__BRIEF__: Copy every one of the lines below word for word, leaving out the pictures.

__ITEMS__:
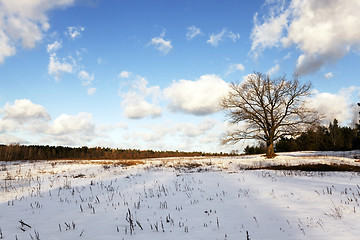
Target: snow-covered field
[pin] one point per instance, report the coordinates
(180, 198)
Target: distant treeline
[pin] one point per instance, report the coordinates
(35, 152)
(320, 138)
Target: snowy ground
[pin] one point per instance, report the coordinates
(180, 198)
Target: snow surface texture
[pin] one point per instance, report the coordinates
(180, 198)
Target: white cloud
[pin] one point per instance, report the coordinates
(124, 74)
(192, 130)
(332, 106)
(273, 70)
(234, 67)
(198, 97)
(267, 34)
(7, 48)
(24, 22)
(86, 77)
(67, 124)
(74, 32)
(24, 110)
(325, 31)
(23, 115)
(329, 75)
(53, 47)
(27, 122)
(135, 101)
(192, 32)
(91, 91)
(216, 38)
(160, 44)
(57, 67)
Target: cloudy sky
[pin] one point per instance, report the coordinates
(148, 74)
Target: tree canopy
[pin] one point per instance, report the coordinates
(271, 108)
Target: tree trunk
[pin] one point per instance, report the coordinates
(270, 149)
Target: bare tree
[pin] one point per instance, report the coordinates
(270, 108)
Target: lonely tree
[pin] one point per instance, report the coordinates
(271, 108)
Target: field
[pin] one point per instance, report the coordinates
(181, 198)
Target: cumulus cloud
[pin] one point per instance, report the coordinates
(198, 97)
(234, 68)
(24, 110)
(332, 106)
(86, 77)
(58, 67)
(74, 32)
(329, 75)
(23, 115)
(195, 130)
(124, 74)
(67, 124)
(27, 122)
(192, 32)
(273, 70)
(325, 31)
(135, 101)
(224, 34)
(24, 22)
(53, 47)
(161, 44)
(91, 91)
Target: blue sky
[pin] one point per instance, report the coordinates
(148, 74)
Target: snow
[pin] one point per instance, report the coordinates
(180, 198)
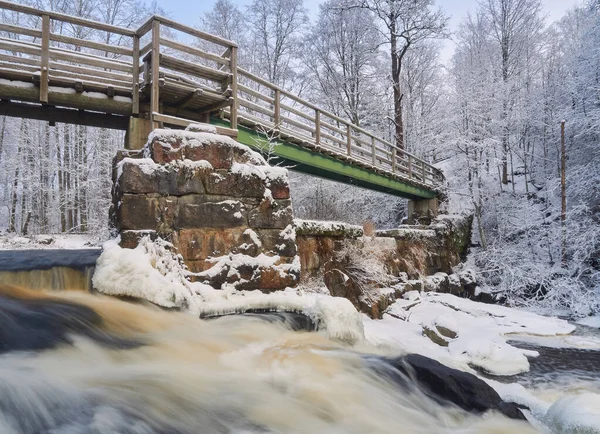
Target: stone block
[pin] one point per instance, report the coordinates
(146, 212)
(199, 244)
(131, 239)
(274, 214)
(166, 149)
(280, 188)
(235, 184)
(200, 211)
(273, 240)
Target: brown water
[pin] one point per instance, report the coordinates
(185, 375)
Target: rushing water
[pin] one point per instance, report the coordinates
(137, 369)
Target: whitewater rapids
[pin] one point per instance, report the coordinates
(144, 370)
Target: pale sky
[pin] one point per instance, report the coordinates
(189, 12)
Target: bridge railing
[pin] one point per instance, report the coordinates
(55, 49)
(263, 104)
(85, 64)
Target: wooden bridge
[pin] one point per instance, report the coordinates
(62, 68)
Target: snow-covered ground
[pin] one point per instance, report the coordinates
(49, 241)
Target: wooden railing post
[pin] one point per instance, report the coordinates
(45, 59)
(318, 127)
(277, 109)
(234, 107)
(155, 71)
(135, 91)
(349, 139)
(373, 150)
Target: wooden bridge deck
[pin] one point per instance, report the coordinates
(63, 68)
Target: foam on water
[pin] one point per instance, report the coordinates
(226, 375)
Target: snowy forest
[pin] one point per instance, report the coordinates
(490, 117)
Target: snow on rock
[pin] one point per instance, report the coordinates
(327, 228)
(579, 414)
(152, 272)
(335, 316)
(149, 272)
(477, 331)
(590, 321)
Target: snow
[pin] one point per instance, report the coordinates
(147, 272)
(579, 414)
(590, 321)
(152, 272)
(15, 83)
(480, 331)
(49, 241)
(202, 138)
(317, 227)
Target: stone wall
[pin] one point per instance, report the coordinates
(224, 209)
(417, 251)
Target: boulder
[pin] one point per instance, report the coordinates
(446, 385)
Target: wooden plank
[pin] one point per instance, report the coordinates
(253, 106)
(45, 66)
(349, 139)
(135, 79)
(154, 71)
(20, 30)
(66, 18)
(317, 127)
(277, 108)
(182, 122)
(90, 59)
(195, 32)
(116, 77)
(194, 51)
(98, 83)
(16, 61)
(91, 44)
(193, 69)
(234, 86)
(373, 150)
(189, 99)
(256, 94)
(216, 106)
(64, 115)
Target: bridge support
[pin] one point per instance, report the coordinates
(137, 133)
(422, 211)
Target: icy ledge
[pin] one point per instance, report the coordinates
(152, 272)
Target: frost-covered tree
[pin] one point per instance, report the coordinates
(276, 28)
(404, 23)
(343, 59)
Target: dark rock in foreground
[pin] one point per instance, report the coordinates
(444, 385)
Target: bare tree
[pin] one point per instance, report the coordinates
(405, 23)
(276, 27)
(343, 58)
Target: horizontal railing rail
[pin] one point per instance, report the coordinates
(156, 75)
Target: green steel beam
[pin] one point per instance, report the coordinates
(304, 160)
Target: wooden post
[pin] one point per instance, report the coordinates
(563, 191)
(234, 106)
(135, 91)
(349, 138)
(45, 58)
(277, 109)
(318, 127)
(155, 70)
(373, 150)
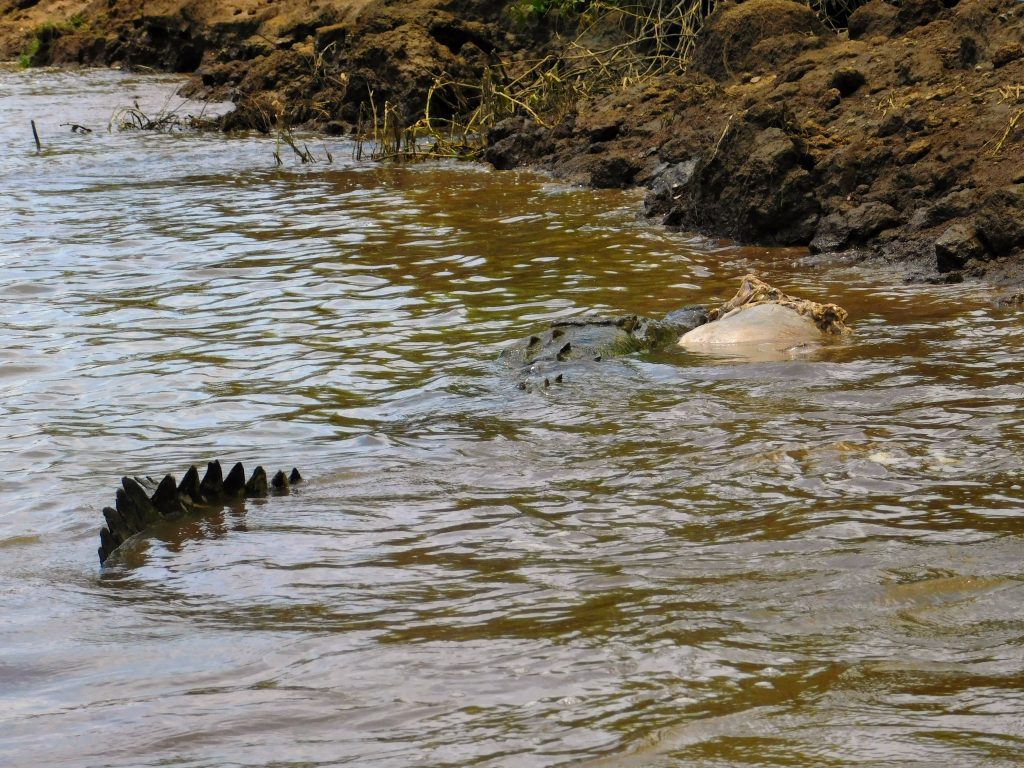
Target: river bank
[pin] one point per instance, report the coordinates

__REPLY__:
Target: snow-covered field
[pin] one point per instance, report the coordinates
(180, 198)
Target: distant treeline
[pin] one point per instance, report the coordinates
(35, 152)
(320, 138)
Target: snowy ground
[pin] one point per instance, report the coordinates
(180, 198)
Target: snow surface texture
[pin] one point per instance, report the coordinates
(180, 198)
Target: white cloud
[pin] one point per instance, report the coordinates
(124, 74)
(192, 130)
(332, 106)
(273, 70)
(234, 67)
(198, 97)
(267, 34)
(7, 48)
(24, 22)
(86, 77)
(67, 124)
(74, 32)
(24, 110)
(325, 31)
(23, 115)
(329, 75)
(53, 47)
(27, 122)
(135, 101)
(192, 32)
(91, 91)
(216, 38)
(160, 44)
(57, 67)
Target: cloudy sky
[pin] one point per instance, report the coordinates
(148, 74)
Target: tree canopy
[pin] one point per instance, report the coordinates
(271, 108)
Target: tree trunk
[pin] one point per instance, report the coordinates
(270, 149)
Target: bare tree
[pin] one point per instance, report the coordinates
(270, 108)
Target: lonely tree
[pin] one point per instance, report the coordinates
(271, 108)
Target: field
[pin] one point per instance, report the coordinates
(181, 198)
Target: cumulus cloud
[pin] one point per instance, report the coordinates
(198, 97)
(234, 68)
(24, 110)
(332, 106)
(86, 77)
(58, 67)
(74, 32)
(329, 75)
(23, 115)
(195, 130)
(124, 74)
(67, 124)
(27, 122)
(192, 32)
(273, 70)
(325, 31)
(135, 101)
(224, 34)
(24, 22)
(53, 47)
(161, 44)
(91, 91)
Target: blue sky
[pin] one point per instance, report the coordinates
(148, 74)
Target: snow
[pin] one point per instance, report the coordinates
(180, 198)
Target: stone block
[pin] one point per instance, report the coordinates
(146, 212)
(199, 244)
(131, 239)
(274, 214)
(166, 149)
(280, 188)
(235, 184)
(200, 211)
(273, 240)
Target: brown water
[pin] one point per instance, report the coordinates
(185, 375)
Target: rushing water
[pin] one point per instance, report the coordinates
(137, 369)
Target: whitewater rapids
[pin] one point per instance, report the coordinates
(144, 370)
Target: pale sky
[pin] one point per instance, report the coordinates
(189, 12)
Target: bridge railing
[pin] one point per instance, report the coordinates
(55, 49)
(263, 104)
(85, 64)
Target: wooden bridge
[pin] one point per instance, report the coordinates
(62, 68)
Target: snow-covered ground
[pin] one point per instance, report the coordinates
(49, 241)
Target: wooden railing post
[pin] one point per instance, report the coordinates
(45, 59)
(318, 127)
(277, 109)
(234, 107)
(155, 71)
(135, 91)
(349, 139)
(373, 150)
Target: wooden bridge deck
[pin] one point per instance, report the coordinates
(63, 68)
Target: foam on water
[pin] one point per instance, report the coordinates
(226, 375)
Target: snowy forest
[pin] one point per instance, report the coordinates
(490, 117)
Target: snow on rock
[pin] one point per instance, report the coordinates
(327, 228)
(579, 414)
(152, 272)
(335, 316)
(149, 272)
(477, 331)
(590, 321)
Target: snow
[pin] one point per instance, report the coordinates
(147, 272)
(579, 414)
(590, 321)
(152, 272)
(15, 83)
(480, 331)
(49, 241)
(202, 138)
(317, 227)
Target: stone wall
[pin] one point per instance, report the coordinates
(224, 209)
(417, 251)
Target: boulder
[pin] one point per instance, report the coordinates
(446, 385)
Target: wooden plank
[pin] one point per instance, report the coordinates
(253, 106)
(45, 66)
(349, 139)
(135, 79)
(154, 71)
(20, 30)
(66, 18)
(317, 127)
(277, 108)
(182, 122)
(90, 59)
(195, 32)
(116, 77)
(194, 51)
(98, 83)
(16, 61)
(91, 44)
(193, 69)
(234, 86)
(373, 150)
(189, 99)
(256, 94)
(216, 106)
(64, 115)
Target: bridge support
[pin] one point per instance, report the coordinates
(137, 133)
(422, 211)
Target: icy ledge
[pin] one point per instance, report the coordinates
(152, 272)
Target: frost-covered tree
[pin] one point per instance, report the coordinates
(276, 28)
(404, 23)
(343, 59)
Target: dark rock in foreground
[pin] one point per instance, report the coordinates
(444, 385)
Target: bare tree
[pin] one point per instance, report the coordinates
(405, 23)
(276, 27)
(343, 58)
Target: horizontal railing rail
[pin] one point per instance, report the coordinates
(156, 75)
Target: green steel beam
[pin] one point per instance, report the coordinates
(304, 160)
Target: wooden post
[pin] one point per instance, report the coordinates
(563, 191)
(234, 106)
(135, 91)
(349, 138)
(45, 58)
(277, 109)
(318, 127)
(155, 70)
(373, 150)
Target: river bank
[pin] one point per instance, report the coordinates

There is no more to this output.